How do I tell them about you?
For the majority of the 26 years I’ve been alive, I have hated food. The way it made my body look, the way I loved how it tasted, the shame it always carried with it, the guilt it pummeled me with, and the way it burned, the way it tore my throat apart every time I purged. I blamed food for what it did to my relationship with my mom, my relationship with it, and my relationship with myself. It’s something I’ve talked and written about at length as I started confronting the things that kept my ribs bruised and my throat raw. It’s something I think about each time I eat. How grateful I should be that I can look at a plate of food and appreciate it for what it is, not hate myself for what it might bring me.

**SOURCE DATA**:
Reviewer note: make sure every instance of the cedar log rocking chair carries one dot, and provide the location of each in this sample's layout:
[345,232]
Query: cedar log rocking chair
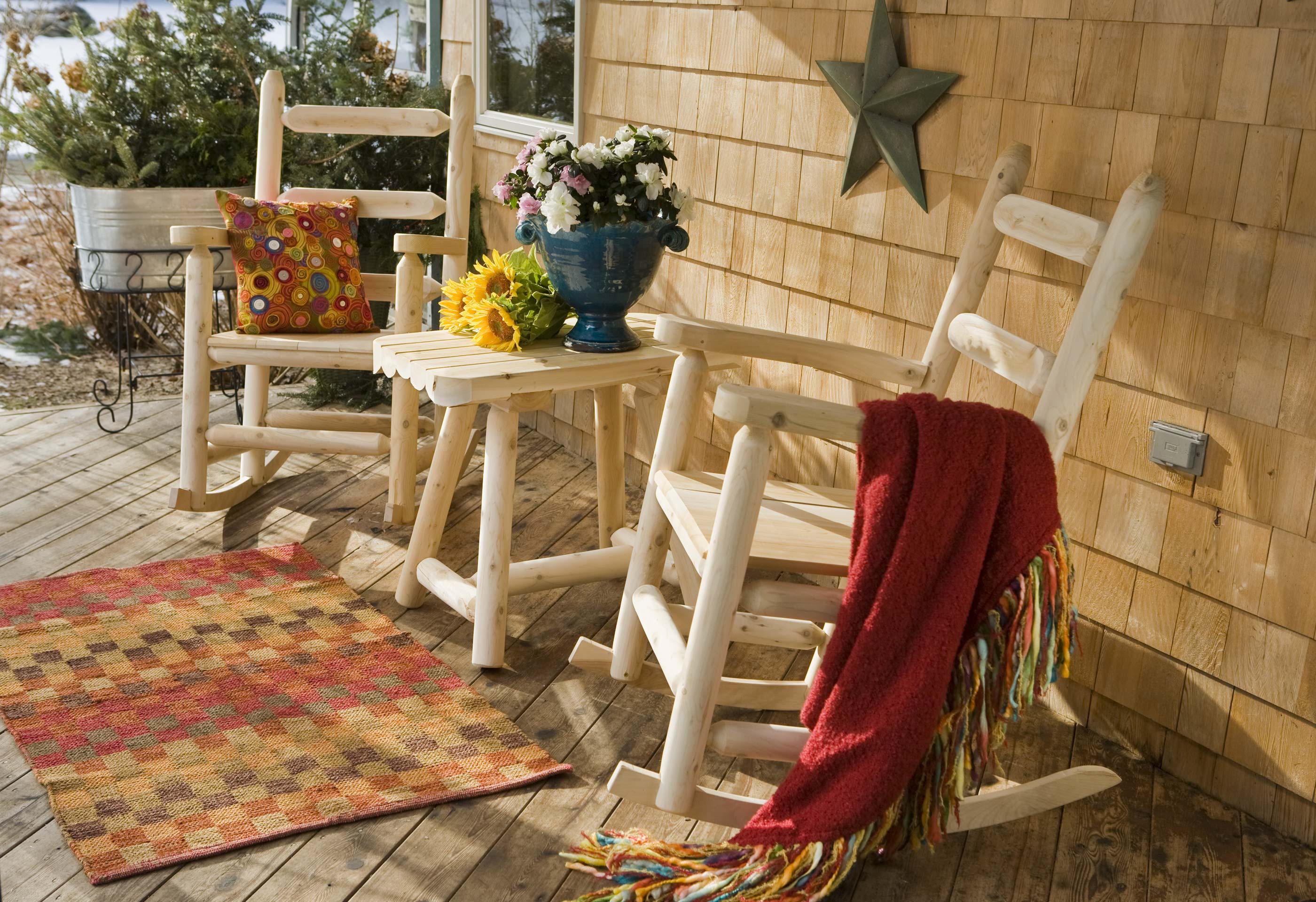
[727,523]
[266,438]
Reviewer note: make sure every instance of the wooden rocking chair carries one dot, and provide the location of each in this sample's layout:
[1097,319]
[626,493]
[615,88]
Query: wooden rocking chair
[266,438]
[727,523]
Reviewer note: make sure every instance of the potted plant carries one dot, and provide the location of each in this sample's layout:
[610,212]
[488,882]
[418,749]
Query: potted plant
[599,218]
[164,112]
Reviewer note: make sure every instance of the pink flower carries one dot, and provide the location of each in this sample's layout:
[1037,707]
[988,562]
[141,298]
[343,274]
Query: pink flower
[527,207]
[578,183]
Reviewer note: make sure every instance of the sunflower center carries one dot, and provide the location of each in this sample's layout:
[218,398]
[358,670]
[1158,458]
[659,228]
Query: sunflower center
[501,327]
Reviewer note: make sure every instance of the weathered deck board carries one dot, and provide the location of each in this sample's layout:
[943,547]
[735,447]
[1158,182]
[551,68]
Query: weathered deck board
[89,500]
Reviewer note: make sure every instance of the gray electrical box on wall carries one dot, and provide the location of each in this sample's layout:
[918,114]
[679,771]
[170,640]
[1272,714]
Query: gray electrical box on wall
[1178,448]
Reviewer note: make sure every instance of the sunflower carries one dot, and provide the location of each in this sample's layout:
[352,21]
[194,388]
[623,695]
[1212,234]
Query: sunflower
[457,297]
[494,275]
[494,327]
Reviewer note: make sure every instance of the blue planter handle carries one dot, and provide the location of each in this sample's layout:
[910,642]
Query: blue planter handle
[673,237]
[527,232]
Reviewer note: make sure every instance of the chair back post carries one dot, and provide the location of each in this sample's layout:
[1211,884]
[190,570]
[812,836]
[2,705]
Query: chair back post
[461,142]
[1098,308]
[269,142]
[974,267]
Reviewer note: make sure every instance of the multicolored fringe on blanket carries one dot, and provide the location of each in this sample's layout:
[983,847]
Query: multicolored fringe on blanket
[1020,648]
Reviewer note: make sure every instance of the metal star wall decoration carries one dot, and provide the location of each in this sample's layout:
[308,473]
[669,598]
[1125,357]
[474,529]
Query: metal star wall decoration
[886,101]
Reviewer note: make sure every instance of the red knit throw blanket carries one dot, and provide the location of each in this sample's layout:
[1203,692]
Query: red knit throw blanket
[956,613]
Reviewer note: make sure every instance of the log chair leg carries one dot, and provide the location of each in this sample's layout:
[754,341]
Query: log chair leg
[403,436]
[477,435]
[256,402]
[196,378]
[715,614]
[653,531]
[437,498]
[611,461]
[495,554]
[405,428]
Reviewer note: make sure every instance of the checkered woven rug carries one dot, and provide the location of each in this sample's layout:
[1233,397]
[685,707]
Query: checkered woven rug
[183,709]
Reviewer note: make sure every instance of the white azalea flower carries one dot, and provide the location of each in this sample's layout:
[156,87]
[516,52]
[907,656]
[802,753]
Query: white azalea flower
[589,155]
[537,170]
[681,201]
[560,209]
[650,177]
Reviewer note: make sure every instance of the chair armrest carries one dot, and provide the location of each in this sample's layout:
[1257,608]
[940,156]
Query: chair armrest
[198,236]
[861,364]
[407,243]
[787,413]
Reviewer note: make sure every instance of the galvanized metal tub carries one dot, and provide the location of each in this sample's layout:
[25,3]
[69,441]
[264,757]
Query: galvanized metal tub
[123,236]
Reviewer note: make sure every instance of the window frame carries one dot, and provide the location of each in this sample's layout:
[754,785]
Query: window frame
[514,125]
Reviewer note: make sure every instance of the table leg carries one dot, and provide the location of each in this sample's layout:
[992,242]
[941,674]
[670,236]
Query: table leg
[444,473]
[611,461]
[495,555]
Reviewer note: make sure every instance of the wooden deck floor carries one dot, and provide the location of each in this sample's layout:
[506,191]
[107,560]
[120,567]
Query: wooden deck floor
[73,498]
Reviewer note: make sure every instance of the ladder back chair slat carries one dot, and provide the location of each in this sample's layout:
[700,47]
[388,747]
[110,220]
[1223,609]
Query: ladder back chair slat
[376,204]
[386,122]
[1060,231]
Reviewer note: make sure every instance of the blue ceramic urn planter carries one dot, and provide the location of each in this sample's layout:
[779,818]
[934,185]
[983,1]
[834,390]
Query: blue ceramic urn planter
[602,272]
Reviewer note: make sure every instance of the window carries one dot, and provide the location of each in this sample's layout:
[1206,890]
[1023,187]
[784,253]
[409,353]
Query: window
[527,69]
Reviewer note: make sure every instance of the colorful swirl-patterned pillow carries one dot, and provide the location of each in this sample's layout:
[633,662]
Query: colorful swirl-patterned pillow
[298,265]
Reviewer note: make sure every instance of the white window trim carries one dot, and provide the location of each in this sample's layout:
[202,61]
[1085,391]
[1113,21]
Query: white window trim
[509,124]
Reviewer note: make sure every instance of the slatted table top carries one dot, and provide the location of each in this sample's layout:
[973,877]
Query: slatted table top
[456,372]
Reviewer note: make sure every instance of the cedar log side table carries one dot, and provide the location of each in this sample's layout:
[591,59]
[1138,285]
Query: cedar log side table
[460,376]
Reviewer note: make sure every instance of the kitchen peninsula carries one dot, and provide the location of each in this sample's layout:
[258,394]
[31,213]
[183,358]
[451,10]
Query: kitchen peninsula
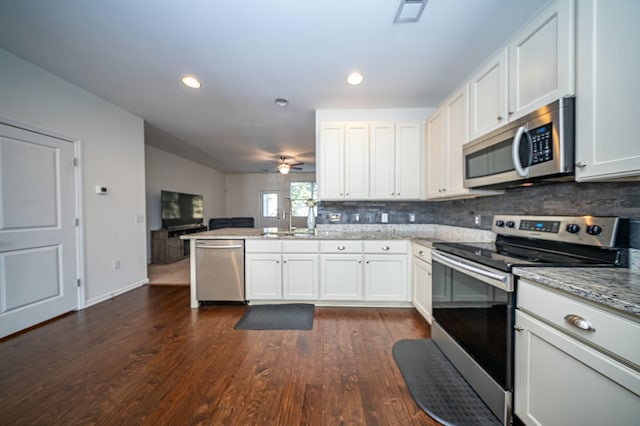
[339,265]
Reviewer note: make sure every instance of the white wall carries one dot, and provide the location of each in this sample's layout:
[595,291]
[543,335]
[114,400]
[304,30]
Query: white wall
[243,192]
[112,142]
[173,173]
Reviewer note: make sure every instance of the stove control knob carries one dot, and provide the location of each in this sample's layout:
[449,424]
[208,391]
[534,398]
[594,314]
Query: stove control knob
[594,229]
[573,228]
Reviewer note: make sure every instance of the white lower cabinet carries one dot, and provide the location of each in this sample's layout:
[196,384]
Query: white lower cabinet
[263,276]
[341,277]
[565,377]
[421,279]
[386,275]
[273,272]
[331,270]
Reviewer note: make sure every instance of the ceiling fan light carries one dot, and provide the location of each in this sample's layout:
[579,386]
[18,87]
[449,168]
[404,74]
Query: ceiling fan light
[355,78]
[191,81]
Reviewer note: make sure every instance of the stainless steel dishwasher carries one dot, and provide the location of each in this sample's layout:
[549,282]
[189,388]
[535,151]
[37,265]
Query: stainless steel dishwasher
[220,270]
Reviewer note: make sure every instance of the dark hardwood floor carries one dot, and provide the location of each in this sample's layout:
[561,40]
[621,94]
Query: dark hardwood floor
[145,357]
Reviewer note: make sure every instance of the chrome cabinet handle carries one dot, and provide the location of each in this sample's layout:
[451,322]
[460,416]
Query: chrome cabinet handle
[579,322]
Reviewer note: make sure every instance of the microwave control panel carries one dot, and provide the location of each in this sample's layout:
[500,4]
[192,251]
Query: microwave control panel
[541,144]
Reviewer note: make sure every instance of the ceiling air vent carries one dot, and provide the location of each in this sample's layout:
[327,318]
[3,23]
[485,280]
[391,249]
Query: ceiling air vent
[409,11]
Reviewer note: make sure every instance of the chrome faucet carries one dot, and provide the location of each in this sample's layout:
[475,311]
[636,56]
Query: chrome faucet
[285,213]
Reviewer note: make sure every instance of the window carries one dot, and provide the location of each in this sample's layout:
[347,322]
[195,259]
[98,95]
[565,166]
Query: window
[300,193]
[270,204]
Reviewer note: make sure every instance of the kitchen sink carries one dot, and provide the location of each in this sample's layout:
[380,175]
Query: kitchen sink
[299,233]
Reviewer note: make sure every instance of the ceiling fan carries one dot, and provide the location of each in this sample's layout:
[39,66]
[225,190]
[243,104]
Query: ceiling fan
[284,167]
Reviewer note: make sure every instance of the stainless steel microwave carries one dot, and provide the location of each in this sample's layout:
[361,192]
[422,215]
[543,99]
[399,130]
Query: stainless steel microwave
[536,148]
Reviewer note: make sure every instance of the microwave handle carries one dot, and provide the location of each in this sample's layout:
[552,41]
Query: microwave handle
[515,151]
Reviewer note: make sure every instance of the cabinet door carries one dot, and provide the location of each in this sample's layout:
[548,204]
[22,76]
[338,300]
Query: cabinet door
[382,165]
[356,161]
[541,60]
[607,95]
[385,277]
[560,381]
[263,276]
[300,276]
[409,160]
[457,134]
[436,155]
[422,288]
[488,97]
[341,277]
[331,161]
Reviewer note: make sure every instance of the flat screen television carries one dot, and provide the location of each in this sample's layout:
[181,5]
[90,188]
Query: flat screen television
[179,209]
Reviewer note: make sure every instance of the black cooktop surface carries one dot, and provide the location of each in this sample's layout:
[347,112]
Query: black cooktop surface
[505,255]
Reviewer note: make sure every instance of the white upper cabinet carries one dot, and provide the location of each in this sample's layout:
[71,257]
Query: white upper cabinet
[488,96]
[356,161]
[343,161]
[331,161]
[536,68]
[541,60]
[396,160]
[436,155]
[383,164]
[607,90]
[447,131]
[409,160]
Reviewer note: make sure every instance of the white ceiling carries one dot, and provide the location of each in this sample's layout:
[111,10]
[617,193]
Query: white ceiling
[246,53]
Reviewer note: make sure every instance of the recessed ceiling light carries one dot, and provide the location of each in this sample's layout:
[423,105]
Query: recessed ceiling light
[191,81]
[355,78]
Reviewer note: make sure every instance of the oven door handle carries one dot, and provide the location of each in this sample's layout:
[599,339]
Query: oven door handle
[501,281]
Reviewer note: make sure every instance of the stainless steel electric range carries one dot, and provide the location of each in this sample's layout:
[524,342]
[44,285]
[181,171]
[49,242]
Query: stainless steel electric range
[474,290]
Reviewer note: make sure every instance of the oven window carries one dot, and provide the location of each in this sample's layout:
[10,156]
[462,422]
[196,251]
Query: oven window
[478,317]
[490,161]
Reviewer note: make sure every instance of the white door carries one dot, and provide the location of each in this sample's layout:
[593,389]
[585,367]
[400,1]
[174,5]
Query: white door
[38,263]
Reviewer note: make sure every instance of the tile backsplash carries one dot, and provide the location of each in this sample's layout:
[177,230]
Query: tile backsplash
[597,199]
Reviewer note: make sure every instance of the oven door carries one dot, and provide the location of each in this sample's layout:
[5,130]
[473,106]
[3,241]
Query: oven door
[537,146]
[473,314]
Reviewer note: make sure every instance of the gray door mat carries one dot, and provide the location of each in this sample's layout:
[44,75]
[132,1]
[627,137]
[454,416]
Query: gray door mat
[437,387]
[291,316]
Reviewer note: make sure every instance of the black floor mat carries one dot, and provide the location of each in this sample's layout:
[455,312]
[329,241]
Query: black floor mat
[437,387]
[292,316]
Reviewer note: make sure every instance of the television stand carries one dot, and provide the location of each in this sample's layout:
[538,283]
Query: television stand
[166,245]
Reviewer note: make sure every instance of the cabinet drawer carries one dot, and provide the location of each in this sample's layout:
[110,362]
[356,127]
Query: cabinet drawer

**TASK REQUIREMENTS**:
(A) From the essay about food, return the wording from "For the majority" to "might bring me." verbatim.
(B) In the essay about food, what did food do to the writer's throat every time the writer purged?
(C) Decide whether each statement agrees with the essay about food, and back each yes or no with the deciding words from the text. (i) The writer is 26 years old. (ii) The writer has never written about this subject before. (iii) The writer thinks about it only now and then.
The records aren't needed for any of this work.

**SOLUTIONS TO THE EXERCISE**:
(A)
For the majority of the 26 years I’ve been alive, I have hated food. The way it made my body look, the way I loved how it tasted, the shame it always carried with it, the guilt it pummeled me with, and the way it burned, the way it tore my throat apart every time I purged. I blamed food for what it did to my relationship with my mom, my relationship with it, and my relationship with myself. It’s something I’ve talked and written about at length as I started confronting the things that kept my ribs bruised and my throat raw. It’s something I think about each time I eat. How grateful I should be that I can look at a plate of food and appreciate it for what it is, not hate myself for what it might bring me.

(B) It burned and tore the writer's throat apart.

(C)
(i) Yes: "For the majority of the 26 years I’ve been alive, I have hated food."
(ii) No: "It’s something I’ve talked and written about at length"
(iii) No: "It’s something I think about each time I eat."